======== DATA FOR THIS EXERCISE
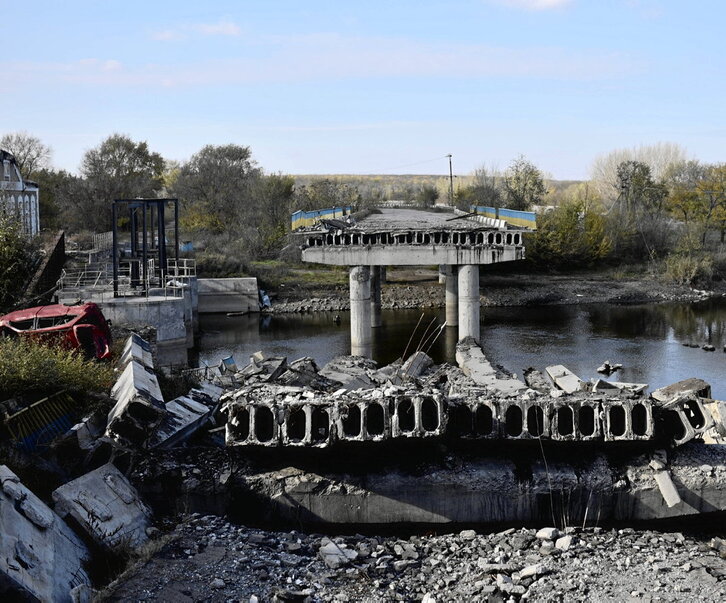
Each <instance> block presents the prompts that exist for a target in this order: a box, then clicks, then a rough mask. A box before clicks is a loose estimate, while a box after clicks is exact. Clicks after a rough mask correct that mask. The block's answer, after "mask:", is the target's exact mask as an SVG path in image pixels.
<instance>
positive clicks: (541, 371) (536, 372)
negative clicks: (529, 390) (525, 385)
mask: <svg viewBox="0 0 726 603" xmlns="http://www.w3.org/2000/svg"><path fill="white" fill-rule="evenodd" d="M523 375H524V381H525V383H526V384H527V385H529V387H531V388H532V389H536V390H537V391H540V392H548V391H550V389H551V388H552V386H551V384H550V382H549V381H548V380H547V378H546V377H545V376H544V375H543V374H542V371H538V370H537V369H535V368H532V367H529V368H528V369H525V371H524V373H523Z"/></svg>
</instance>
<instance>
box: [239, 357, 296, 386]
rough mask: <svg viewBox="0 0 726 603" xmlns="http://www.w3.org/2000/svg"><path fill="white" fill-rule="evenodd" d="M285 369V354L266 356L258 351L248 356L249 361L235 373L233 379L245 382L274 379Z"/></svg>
mask: <svg viewBox="0 0 726 603" xmlns="http://www.w3.org/2000/svg"><path fill="white" fill-rule="evenodd" d="M285 370H287V358H286V357H285V356H267V355H266V354H265V353H264V352H262V351H260V352H255V353H254V354H252V356H250V363H249V364H248V365H247V366H246V367H245V368H243V369H242V370H241V371H239V372H238V373H236V374H235V379H238V380H243V381H246V382H247V381H257V382H267V381H274V380H275V379H277V378H278V377H279V376H280V375H281V374H282V373H283V372H284V371H285Z"/></svg>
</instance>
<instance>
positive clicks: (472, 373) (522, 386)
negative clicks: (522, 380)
mask: <svg viewBox="0 0 726 603" xmlns="http://www.w3.org/2000/svg"><path fill="white" fill-rule="evenodd" d="M456 362H457V364H458V365H459V368H460V369H461V370H462V372H463V373H464V374H465V375H466V376H467V377H470V378H471V379H473V380H474V382H475V383H476V384H477V385H481V386H482V387H487V388H491V389H492V390H494V391H496V392H499V393H500V394H503V395H515V394H517V393H518V392H521V391H522V390H524V389H526V388H527V386H526V385H525V384H524V383H523V382H522V381H520V380H519V379H511V378H510V379H501V378H499V377H497V371H496V370H495V369H494V367H493V366H492V365H491V363H490V362H489V360H487V358H486V356H484V352H482V350H481V348H480V347H479V346H478V345H476V343H475V342H473V341H470V340H469V341H464V342H460V343H459V345H457V346H456Z"/></svg>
================
* **REQUIRED ACTION**
Where a line of the data contains "positive", copy that line.

* **SOLUTION TO THE EXERCISE**
positive clicks: (541, 371) (536, 372)
positive clicks: (472, 373) (522, 386)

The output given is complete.